Work item – In the copy, leave out the pictures and repeat all records exactly.

(Beginning of Data)

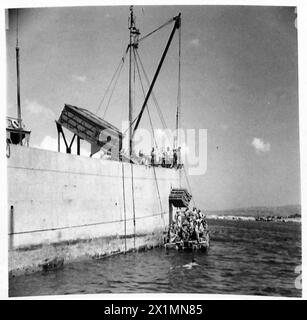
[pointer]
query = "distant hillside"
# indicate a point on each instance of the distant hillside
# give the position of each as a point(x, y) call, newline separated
point(283, 211)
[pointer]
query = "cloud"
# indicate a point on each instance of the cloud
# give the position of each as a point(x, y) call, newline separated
point(195, 42)
point(261, 146)
point(79, 78)
point(36, 108)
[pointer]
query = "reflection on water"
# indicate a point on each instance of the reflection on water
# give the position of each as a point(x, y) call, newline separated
point(245, 257)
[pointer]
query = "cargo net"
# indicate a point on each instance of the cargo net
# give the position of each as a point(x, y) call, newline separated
point(180, 198)
point(189, 230)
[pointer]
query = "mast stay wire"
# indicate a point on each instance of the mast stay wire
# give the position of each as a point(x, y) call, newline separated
point(143, 90)
point(115, 75)
point(152, 93)
point(157, 29)
point(152, 129)
point(178, 114)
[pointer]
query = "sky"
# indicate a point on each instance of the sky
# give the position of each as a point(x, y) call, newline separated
point(239, 80)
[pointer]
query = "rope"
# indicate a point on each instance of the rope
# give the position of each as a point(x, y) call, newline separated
point(124, 199)
point(179, 90)
point(152, 93)
point(154, 170)
point(116, 74)
point(133, 204)
point(8, 149)
point(189, 186)
point(152, 32)
point(151, 125)
point(158, 191)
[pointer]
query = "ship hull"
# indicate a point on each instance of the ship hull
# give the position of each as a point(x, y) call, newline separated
point(71, 207)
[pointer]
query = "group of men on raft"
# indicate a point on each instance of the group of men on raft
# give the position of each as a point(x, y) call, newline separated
point(188, 225)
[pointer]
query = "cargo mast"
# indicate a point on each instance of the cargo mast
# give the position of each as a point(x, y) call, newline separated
point(133, 43)
point(18, 82)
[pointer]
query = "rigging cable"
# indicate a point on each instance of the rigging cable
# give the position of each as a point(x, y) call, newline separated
point(152, 94)
point(115, 75)
point(179, 90)
point(143, 90)
point(152, 129)
point(154, 170)
point(124, 199)
point(189, 186)
point(152, 32)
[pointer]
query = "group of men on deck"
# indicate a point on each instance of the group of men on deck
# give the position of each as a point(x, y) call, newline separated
point(188, 225)
point(165, 158)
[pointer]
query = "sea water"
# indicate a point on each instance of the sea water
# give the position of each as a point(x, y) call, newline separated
point(245, 257)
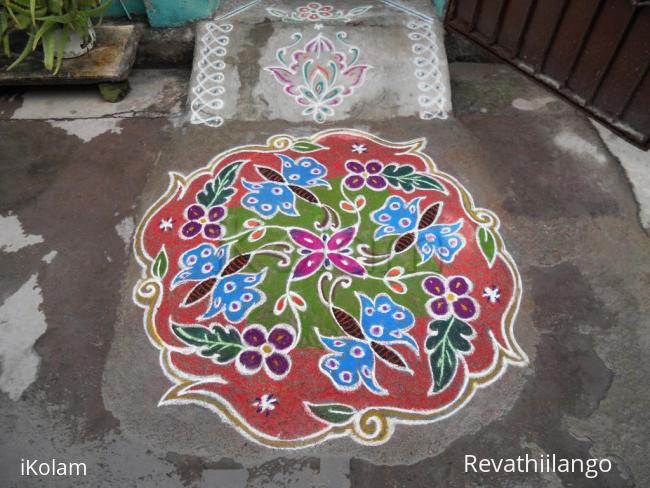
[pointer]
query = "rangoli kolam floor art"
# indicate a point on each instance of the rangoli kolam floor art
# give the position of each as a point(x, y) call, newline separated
point(337, 285)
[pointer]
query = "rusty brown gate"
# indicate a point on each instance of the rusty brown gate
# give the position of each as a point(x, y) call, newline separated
point(594, 53)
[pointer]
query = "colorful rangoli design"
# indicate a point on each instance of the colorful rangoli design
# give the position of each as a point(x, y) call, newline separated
point(327, 286)
point(320, 74)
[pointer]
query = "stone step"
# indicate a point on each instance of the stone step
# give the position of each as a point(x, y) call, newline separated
point(316, 63)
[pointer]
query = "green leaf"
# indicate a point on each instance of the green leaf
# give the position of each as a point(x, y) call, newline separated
point(306, 146)
point(161, 264)
point(405, 177)
point(449, 340)
point(488, 245)
point(49, 46)
point(219, 343)
point(218, 191)
point(333, 413)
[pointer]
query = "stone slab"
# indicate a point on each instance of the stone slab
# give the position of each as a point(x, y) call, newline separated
point(109, 61)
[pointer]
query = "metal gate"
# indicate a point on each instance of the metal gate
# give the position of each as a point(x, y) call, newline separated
point(594, 53)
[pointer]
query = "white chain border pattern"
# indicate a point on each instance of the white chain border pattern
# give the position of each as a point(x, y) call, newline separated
point(208, 83)
point(433, 91)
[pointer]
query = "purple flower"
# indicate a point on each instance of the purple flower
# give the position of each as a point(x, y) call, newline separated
point(450, 297)
point(268, 350)
point(200, 220)
point(368, 174)
point(324, 250)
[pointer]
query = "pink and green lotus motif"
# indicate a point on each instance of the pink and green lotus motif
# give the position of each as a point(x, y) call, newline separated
point(319, 76)
point(328, 286)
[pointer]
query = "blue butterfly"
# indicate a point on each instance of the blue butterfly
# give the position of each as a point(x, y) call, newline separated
point(353, 358)
point(404, 219)
point(278, 194)
point(230, 292)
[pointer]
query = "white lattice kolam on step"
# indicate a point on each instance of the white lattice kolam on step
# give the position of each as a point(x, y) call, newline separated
point(433, 99)
point(208, 86)
point(317, 66)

(End of Data)

Exercise result –
[pointer]
query = "distant hillside"
# indicate a point on each instance of the distant hillside
# give the position of each as a point(x, y) call, newline separated
point(283, 211)
[pointer]
query = "cloud"
# indicate a point on each instance of the cloud
# give the position of each as a point(x, y) call, newline separated
point(195, 42)
point(261, 146)
point(79, 78)
point(36, 108)
[pointer]
query = "reflection on water"
# indicate a point on each instance of the reflection on water
# give the position of each as a point(x, y) call, newline separated
point(245, 257)
[pointer]
query = "cargo net"
# indicate a point on each instance of the cargo net
# give the position of each as a point(x, y) call, newline separated
point(180, 198)
point(189, 230)
[pointer]
query = "mast stay wire"
# indicate a point on each instance of the mast stay wire
# give the position of each as a point(x, y) call, newline separated
point(143, 90)
point(115, 75)
point(152, 93)
point(157, 29)
point(152, 129)
point(178, 114)
[pointer]
query = "sky"
# indicate a point on each instance of the sky
# give the position of each as a point(x, y) call, newline separated
point(239, 80)
[pointer]
query = "rope"
# indicate a point on each instance of the rope
# give the position of each as a point(x, y) call, newline separated
point(124, 199)
point(179, 90)
point(152, 93)
point(154, 170)
point(116, 74)
point(133, 204)
point(8, 149)
point(189, 186)
point(152, 32)
point(151, 125)
point(158, 191)
[pointer]
query = "ship hull"
# indicate a point on each instance of the ship hull
# give the position of each as a point(x, y) call, newline separated
point(71, 207)
[pointer]
query = "group of men on raft"
# indicate a point on each instance of the group of men on raft
# give the position of each as a point(x, y) call, newline separated
point(188, 225)
[pointer]
query = "cargo mast"
# indicate a point on each instance of the cargo mast
# give the position of each as a point(x, y) call, newline separated
point(133, 43)
point(18, 82)
[pointer]
query = "rigging cable"
# indicate a point on each instance of the rigging cable
# give the position of each as a point(x, y) call, newline separated
point(152, 94)
point(115, 75)
point(179, 90)
point(143, 90)
point(152, 129)
point(154, 170)
point(124, 199)
point(189, 186)
point(152, 32)
[pointer]
query = "group of men on deck"
# indicate a point on each instance of the group of men on deck
# give the position of each as a point(x, y) call, newline separated
point(188, 225)
point(165, 158)
[pointer]
query = "sea water"
# indicate a point on each instance of the sea water
# give the position of each as a point(x, y) call, newline separated
point(245, 257)
[pointer]
query = "rangoli kolam floor art"
# indicate a point on each instance of the rangoli kolam floor art
# give the position of each as a point(x, y) call, newline separated
point(337, 285)
[pointer]
query = "rusty brown gate"
# indicate a point on each instance of the rusty brown gate
# give the position of each as a point(x, y) call, newline separated
point(594, 53)
[pointer]
query = "colorful rangoli design"
# indicate a point on each instance of the colorful rangoli design
# give the position of each as a point(x, y) call, newline separated
point(327, 286)
point(320, 74)
[pointer]
query = "stone step"
# indicate a point on each instance of the stone step
# give the position of each as a point(x, y) call, newline separated
point(316, 63)
[pointer]
query = "green leaf"
# indicate a point on each instance of the green leaf
# give the position of each as a point(x, y) call, newline separated
point(306, 146)
point(161, 264)
point(405, 177)
point(449, 340)
point(488, 245)
point(49, 46)
point(219, 343)
point(218, 191)
point(333, 413)
[pointer]
query = "stone slab"
# indicate a point on each instance of the stone slab
# give the position of each as a point(x, y) call, newline separated
point(109, 61)
[pointer]
query = "metal gate"
# indicate a point on each instance of the metal gate
# give the position of each as a point(x, y) call, newline separated
point(594, 53)
[pointer]
query = "white chain border pattern"
# indicate a point on each instance of the white chain border pattern
# give the position of each as a point(x, y) call, newline separated
point(208, 83)
point(433, 91)
[pointer]
query = "purple flower"
# indicate a point on each instance of the purple flower
# give the position of each as a point(x, y) call, newline separated
point(450, 297)
point(268, 350)
point(200, 220)
point(368, 174)
point(324, 250)
[pointer]
query = "pink and green lotus motif"
# indicate a point on each instance of the pink and green lotus motif
# give the position of each as a point(x, y) call, newline separated
point(319, 76)
point(328, 286)
[pointer]
query = "blue butterfly"
# indicate a point on each instance of the blue butterfly
# give the position of each as a point(x, y) call, newline separated
point(353, 358)
point(404, 219)
point(278, 194)
point(230, 292)
[pointer]
query = "white lattice kolam on step"
# indicate a point on each instance of the white lattice kolam on step
# give the position of each as a point(x, y) call, newline separated
point(433, 99)
point(208, 86)
point(317, 66)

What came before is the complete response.